Try it — Write out, word for word, the first line of the data below and every line after it through the one containing "locate the wave lip in the photo above".

Region pointing data —
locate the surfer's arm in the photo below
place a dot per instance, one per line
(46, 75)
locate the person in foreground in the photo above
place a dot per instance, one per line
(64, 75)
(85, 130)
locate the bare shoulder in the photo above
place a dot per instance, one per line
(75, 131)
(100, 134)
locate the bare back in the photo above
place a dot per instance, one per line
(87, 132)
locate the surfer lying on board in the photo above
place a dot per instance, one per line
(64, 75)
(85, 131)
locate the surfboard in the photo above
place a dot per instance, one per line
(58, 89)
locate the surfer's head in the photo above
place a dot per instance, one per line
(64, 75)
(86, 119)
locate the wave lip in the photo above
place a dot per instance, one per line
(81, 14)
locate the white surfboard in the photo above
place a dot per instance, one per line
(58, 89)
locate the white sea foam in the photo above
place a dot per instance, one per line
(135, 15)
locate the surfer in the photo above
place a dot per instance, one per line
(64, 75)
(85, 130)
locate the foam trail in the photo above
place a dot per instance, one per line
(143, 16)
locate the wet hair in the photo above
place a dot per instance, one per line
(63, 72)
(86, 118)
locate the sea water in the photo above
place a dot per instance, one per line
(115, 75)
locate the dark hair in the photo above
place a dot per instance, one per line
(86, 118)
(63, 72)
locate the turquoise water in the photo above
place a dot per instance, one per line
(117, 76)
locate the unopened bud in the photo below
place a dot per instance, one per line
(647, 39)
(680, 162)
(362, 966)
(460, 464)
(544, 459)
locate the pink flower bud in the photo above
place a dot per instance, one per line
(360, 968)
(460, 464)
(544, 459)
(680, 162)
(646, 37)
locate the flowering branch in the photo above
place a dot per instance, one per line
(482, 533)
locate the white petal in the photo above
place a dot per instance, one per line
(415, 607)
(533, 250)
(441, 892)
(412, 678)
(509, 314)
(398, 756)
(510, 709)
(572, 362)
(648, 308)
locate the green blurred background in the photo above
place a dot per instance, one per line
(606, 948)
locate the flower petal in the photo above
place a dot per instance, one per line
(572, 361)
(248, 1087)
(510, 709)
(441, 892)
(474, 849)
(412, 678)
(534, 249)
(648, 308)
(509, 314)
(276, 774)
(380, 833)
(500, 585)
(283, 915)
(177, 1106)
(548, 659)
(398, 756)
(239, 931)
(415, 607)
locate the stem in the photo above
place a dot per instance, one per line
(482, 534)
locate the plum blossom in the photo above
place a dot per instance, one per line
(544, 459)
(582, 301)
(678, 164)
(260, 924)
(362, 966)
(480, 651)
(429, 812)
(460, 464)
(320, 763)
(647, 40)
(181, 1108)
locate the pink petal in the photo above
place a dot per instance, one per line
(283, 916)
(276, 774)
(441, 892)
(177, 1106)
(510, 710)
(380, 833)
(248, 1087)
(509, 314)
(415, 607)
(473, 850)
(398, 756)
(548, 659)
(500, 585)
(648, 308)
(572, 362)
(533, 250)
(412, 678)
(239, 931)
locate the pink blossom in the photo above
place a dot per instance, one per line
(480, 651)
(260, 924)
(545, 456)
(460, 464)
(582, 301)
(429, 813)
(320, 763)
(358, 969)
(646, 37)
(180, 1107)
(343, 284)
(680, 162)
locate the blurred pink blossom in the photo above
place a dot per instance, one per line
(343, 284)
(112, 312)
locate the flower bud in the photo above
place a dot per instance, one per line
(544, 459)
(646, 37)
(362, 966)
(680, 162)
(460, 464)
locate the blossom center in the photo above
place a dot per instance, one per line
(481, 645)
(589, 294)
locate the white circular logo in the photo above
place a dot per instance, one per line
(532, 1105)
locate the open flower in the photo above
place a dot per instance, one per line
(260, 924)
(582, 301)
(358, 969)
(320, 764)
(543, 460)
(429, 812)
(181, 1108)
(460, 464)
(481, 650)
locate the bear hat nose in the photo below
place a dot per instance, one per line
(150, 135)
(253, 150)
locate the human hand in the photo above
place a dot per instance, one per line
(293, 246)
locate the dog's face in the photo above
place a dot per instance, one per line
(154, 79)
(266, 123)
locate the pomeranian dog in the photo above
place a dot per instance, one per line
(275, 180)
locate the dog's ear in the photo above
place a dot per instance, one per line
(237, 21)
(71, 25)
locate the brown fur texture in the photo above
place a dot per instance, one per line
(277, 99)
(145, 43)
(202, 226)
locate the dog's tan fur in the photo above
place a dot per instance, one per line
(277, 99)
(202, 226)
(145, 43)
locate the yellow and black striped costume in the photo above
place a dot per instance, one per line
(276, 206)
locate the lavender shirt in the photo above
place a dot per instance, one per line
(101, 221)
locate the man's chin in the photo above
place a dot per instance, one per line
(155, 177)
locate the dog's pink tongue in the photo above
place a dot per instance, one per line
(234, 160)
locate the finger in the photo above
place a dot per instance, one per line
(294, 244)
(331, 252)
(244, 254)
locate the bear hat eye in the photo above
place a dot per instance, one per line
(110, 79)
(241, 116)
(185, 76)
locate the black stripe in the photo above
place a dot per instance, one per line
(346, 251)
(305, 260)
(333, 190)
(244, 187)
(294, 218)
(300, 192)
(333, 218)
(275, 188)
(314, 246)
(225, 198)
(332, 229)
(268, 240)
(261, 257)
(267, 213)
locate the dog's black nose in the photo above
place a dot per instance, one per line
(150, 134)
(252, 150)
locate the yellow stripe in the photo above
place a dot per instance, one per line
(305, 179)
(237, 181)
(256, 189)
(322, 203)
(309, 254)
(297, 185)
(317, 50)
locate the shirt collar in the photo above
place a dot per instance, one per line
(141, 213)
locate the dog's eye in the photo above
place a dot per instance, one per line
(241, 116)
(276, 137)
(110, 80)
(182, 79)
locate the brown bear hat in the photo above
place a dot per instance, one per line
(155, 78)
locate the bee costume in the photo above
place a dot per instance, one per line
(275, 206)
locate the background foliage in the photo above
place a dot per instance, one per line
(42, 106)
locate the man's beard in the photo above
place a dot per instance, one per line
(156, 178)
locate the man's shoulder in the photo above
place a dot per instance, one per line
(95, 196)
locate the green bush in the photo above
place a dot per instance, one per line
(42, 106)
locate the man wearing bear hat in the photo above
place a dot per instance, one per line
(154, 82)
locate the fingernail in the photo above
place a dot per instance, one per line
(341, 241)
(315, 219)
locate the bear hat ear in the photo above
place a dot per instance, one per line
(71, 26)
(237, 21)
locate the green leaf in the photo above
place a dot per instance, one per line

Answer box —
locate the surfer's arm in the photo below
place a dot per instance, one per line
(46, 75)
locate the person in foreground in the photo above
place a dot per instance, one per line
(64, 75)
(85, 130)
locate the bare shoulder in the photo above
place a dot per instance, one per line
(75, 131)
(100, 134)
locate the bare back in the photo above
place a dot per instance, one per line
(87, 132)
locate the surfer lying on board in the photo above
place a dot per instance, one per line
(64, 75)
(85, 131)
locate the surfboard in the photo above
place a dot per instance, one per line
(58, 89)
locate the surfer's head in the photo above
place a dot per instance, one per line
(64, 75)
(86, 119)
locate the wave lip in the photo above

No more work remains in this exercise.